Referring expression pointing data
○ ○ ○ ○ ○ ○ ○

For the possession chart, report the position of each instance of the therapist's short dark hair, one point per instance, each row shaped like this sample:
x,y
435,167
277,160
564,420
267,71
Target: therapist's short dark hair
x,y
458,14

○ ○ ○ ○ ○ ○ ○

= EXERCISE PROMPT =
Return the records exactly, character for character.

= OUTPUT BELOW =
For the possession chart, report the position of each instance of the therapist's short dark hair, one point per instance, each row shaped like this sample:
x,y
435,167
277,160
564,420
267,71
Target: therapist's short dark hair
x,y
458,14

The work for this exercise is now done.